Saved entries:

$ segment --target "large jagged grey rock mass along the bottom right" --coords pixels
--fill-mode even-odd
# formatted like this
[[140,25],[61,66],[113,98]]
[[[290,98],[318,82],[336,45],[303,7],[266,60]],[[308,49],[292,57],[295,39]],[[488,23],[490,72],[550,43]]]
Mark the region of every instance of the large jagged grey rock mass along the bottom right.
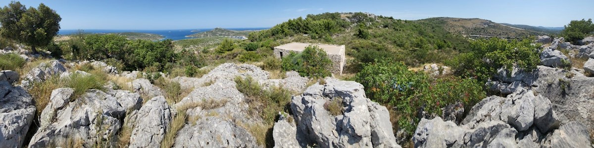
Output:
[[[440,117],[423,118],[413,135],[415,147],[587,147],[590,137],[579,123],[563,124],[542,95],[522,89],[507,98],[489,96],[470,110],[462,125]],[[559,136],[565,132],[579,133]]]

Exercise details: Wherever the string "along" appears in a line above, copy that line.

Task output:
$ segment --target "large jagged grey rock mass along the bottom right" --coords pixels
Mark the region of every instance of the large jagged grey rock mass along the bottom right.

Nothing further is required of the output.